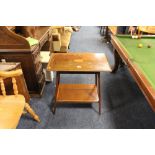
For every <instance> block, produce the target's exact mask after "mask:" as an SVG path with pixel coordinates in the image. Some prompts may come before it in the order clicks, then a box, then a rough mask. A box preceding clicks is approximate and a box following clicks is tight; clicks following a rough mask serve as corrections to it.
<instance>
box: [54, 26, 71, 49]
mask: <svg viewBox="0 0 155 155" xmlns="http://www.w3.org/2000/svg"><path fill="white" fill-rule="evenodd" d="M72 32H73V29H72V27H71V26H52V41H53V42H52V43H53V44H52V46H53V49H52V52H67V51H68V48H69V44H70V39H71V35H72Z"/></svg>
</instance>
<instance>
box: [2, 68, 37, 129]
mask: <svg viewBox="0 0 155 155" xmlns="http://www.w3.org/2000/svg"><path fill="white" fill-rule="evenodd" d="M21 75H22V70H21V69H18V70H15V71H8V72H7V71H0V88H1V91H2V95H0V128H5V129H6V128H16V127H17V125H18V122H19V120H20V117H21V115H22V113H23V110H24V108H25V110H26V111H27V112H29V113H30V114H31V116H32V117H33V118H34V119H35V120H36V121H38V122H40V119H39V117H38V116H37V115H36V114H35V112H34V111H33V110H32V108H31V107H30V105H29V104H28V103H26V102H25V98H24V96H23V95H20V94H18V87H17V84H16V78H15V77H17V76H21ZM7 78H11V79H12V84H13V91H14V95H7V94H6V90H5V85H4V80H5V79H7Z"/></svg>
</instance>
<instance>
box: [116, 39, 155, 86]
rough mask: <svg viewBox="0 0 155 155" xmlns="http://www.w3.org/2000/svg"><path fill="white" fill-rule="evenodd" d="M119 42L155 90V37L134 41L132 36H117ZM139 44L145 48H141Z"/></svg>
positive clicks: (129, 56)
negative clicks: (150, 45)
mask: <svg viewBox="0 0 155 155" xmlns="http://www.w3.org/2000/svg"><path fill="white" fill-rule="evenodd" d="M117 40H118V41H119V43H120V44H121V46H122V47H123V48H124V49H125V50H126V52H127V54H128V55H129V59H131V60H132V61H133V63H135V64H136V65H137V66H138V67H139V68H140V70H141V71H142V73H143V74H144V75H145V77H146V78H147V80H148V81H149V82H150V84H151V86H152V87H153V88H154V89H155V37H145V38H143V37H142V38H141V39H132V38H131V36H117ZM139 44H142V45H143V47H142V48H139V47H138V45H139ZM148 45H151V48H148V47H147V46H148Z"/></svg>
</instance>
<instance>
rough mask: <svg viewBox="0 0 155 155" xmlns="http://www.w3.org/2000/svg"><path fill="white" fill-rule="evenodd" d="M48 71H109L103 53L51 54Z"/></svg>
mask: <svg viewBox="0 0 155 155" xmlns="http://www.w3.org/2000/svg"><path fill="white" fill-rule="evenodd" d="M47 69H48V70H49V71H66V72H67V71H68V72H69V71H71V72H78V71H79V72H101V71H111V68H110V66H109V63H108V60H107V57H106V56H105V54H104V53H83V52H78V53H72V52H70V53H52V54H51V57H50V61H49V63H48V66H47Z"/></svg>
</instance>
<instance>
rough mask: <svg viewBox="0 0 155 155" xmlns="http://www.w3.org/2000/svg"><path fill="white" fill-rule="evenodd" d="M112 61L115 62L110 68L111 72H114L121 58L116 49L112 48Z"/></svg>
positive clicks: (119, 64) (120, 61)
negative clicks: (113, 51) (111, 69)
mask: <svg viewBox="0 0 155 155" xmlns="http://www.w3.org/2000/svg"><path fill="white" fill-rule="evenodd" d="M114 61H115V63H114V67H113V68H112V73H115V72H116V71H117V70H118V68H119V65H120V62H121V58H120V56H119V55H118V53H117V51H116V50H114Z"/></svg>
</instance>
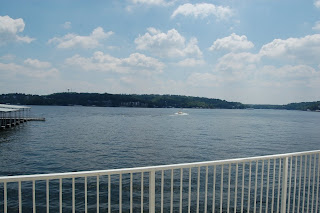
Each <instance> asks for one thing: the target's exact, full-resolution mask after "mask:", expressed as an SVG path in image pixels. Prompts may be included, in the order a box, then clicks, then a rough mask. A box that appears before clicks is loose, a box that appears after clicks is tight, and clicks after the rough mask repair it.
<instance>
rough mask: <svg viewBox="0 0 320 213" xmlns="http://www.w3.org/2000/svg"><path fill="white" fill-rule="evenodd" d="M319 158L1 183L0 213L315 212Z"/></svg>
mask: <svg viewBox="0 0 320 213" xmlns="http://www.w3.org/2000/svg"><path fill="white" fill-rule="evenodd" d="M319 177H320V150H314V151H307V152H298V153H286V154H278V155H269V156H256V157H249V158H238V159H226V160H218V161H206V162H195V163H185V164H172V165H162V166H151V167H138V168H127V169H111V170H98V171H82V172H69V173H54V174H38V175H21V176H6V177H0V196H1V194H2V195H3V196H2V197H0V198H1V199H0V211H2V212H4V213H7V212H12V211H14V210H16V211H17V209H19V212H22V211H25V212H32V211H33V212H36V211H37V212H38V211H40V212H49V211H50V212H65V211H67V212H76V211H79V212H99V211H100V210H101V212H110V213H111V212H149V213H154V212H220V213H224V212H228V213H229V212H230V213H231V212H234V213H236V212H260V213H262V212H281V213H287V212H306V213H307V212H308V213H309V212H312V213H313V212H314V213H318V212H319V209H320V206H319V198H320V197H319V188H320V185H319V184H320V180H319Z"/></svg>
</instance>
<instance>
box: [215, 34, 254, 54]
mask: <svg viewBox="0 0 320 213" xmlns="http://www.w3.org/2000/svg"><path fill="white" fill-rule="evenodd" d="M253 47H254V44H253V43H252V42H251V41H248V39H247V37H246V36H245V35H242V36H239V35H237V34H235V33H232V34H231V35H230V36H227V37H224V38H221V39H217V40H216V41H214V42H213V44H212V46H211V47H210V48H209V49H210V50H211V51H216V50H217V51H218V50H227V51H231V52H235V51H240V50H247V49H251V48H253Z"/></svg>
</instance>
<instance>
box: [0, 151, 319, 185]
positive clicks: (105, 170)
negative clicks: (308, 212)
mask: <svg viewBox="0 0 320 213" xmlns="http://www.w3.org/2000/svg"><path fill="white" fill-rule="evenodd" d="M317 153H320V150H314V151H305V152H295V153H286V154H277V155H266V156H256V157H248V158H236V159H226V160H216V161H204V162H195V163H183V164H171V165H161V166H148V167H135V168H123V169H109V170H95V171H81V172H66V173H51V174H35V175H17V176H3V177H0V182H17V181H32V180H47V179H60V178H77V177H89V176H99V175H113V174H124V173H138V172H149V171H162V170H170V169H181V168H182V169H183V168H192V167H199V166H213V165H227V164H234V163H242V162H252V161H259V160H269V159H279V158H286V157H294V156H303V155H312V154H317Z"/></svg>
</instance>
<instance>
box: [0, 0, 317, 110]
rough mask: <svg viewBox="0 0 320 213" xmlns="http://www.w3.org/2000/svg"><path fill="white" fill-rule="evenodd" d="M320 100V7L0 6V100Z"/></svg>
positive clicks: (191, 6)
mask: <svg viewBox="0 0 320 213" xmlns="http://www.w3.org/2000/svg"><path fill="white" fill-rule="evenodd" d="M68 89H71V90H72V91H74V92H98V93H105V92H107V93H116V94H119V93H126V94H179V95H190V96H200V97H209V98H219V99H224V100H228V101H240V102H242V103H255V104H286V103H291V102H302V101H315V100H320V92H319V90H320V0H310V1H309V0H307V1H301V0H290V1H289V0H282V1H279V0H241V1H239V0H226V1H222V0H217V1H210V0H208V1H185V0H174V1H170V0H123V1H120V0H109V1H99V0H94V1H84V0H63V1H62V0H55V1H40V0H38V1H32V0H31V1H22V0H21V1H16V0H12V1H2V2H1V7H0V93H15V92H18V93H31V94H51V93H55V92H65V91H67V90H68Z"/></svg>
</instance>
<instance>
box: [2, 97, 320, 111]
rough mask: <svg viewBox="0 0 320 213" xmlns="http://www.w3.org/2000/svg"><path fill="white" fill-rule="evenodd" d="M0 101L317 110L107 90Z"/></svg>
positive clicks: (123, 105)
mask: <svg viewBox="0 0 320 213" xmlns="http://www.w3.org/2000/svg"><path fill="white" fill-rule="evenodd" d="M0 103H10V104H22V105H57V106H69V105H81V106H101V107H145V108H171V107H174V108H206V109H245V108H254V109H283V110H304V111H306V110H311V111H316V110H320V101H316V102H301V103H290V104H286V105H259V104H242V103H239V102H229V101H225V100H220V99H213V98H203V97H192V96H183V95H129V94H109V93H102V94H101V93H74V92H64V93H54V94H50V95H28V94H21V93H11V94H2V95H0Z"/></svg>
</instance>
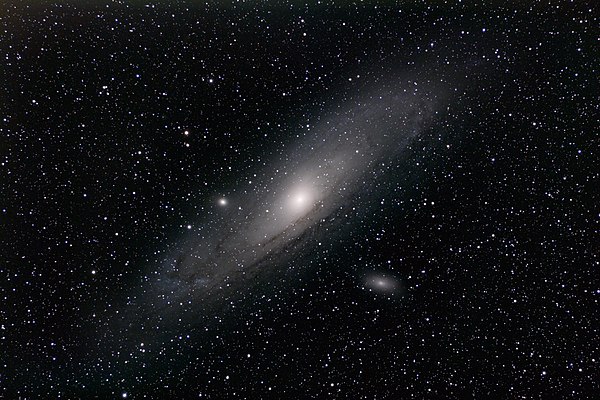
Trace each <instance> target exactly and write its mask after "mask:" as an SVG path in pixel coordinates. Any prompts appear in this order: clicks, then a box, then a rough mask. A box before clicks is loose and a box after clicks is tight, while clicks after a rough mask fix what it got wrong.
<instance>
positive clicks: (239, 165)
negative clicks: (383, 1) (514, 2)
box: [0, 2, 600, 399]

→ **To-do item**: Show every line above that contains the word "then", counting only matches with the same capitalization.

→ **Result of this task**:
For every <instance> block, produce the target's exact mask after "mask:" as an SVG path with pixel coordinates in the image. Some prompts may come before it in the order clicks, then a box, then a rough mask. A box preceding clicks is approximate and a box following clicks is tight; clicks following a rough mask serve as corrections to it.
Each <instance> asks for one thing: the target's exact, full-resolution mask after "mask:", expressed as an SVG path in image pixels. Prompts may be included, in the order a box, then clicks, then a rough mask. A box that appears before clicks is loose, a box that appears after clicks is tight, and clicks after the rough mask repair it.
Trace each <instance> target exactly and write its mask after "mask:" as an SVG path in pixel coordinates. Any prompts appear in this order: clicks, then a box, then a rough mask. A box before clicks is loose and a box after clicks is tight, while clicks after a rough mask fix what it got wrong.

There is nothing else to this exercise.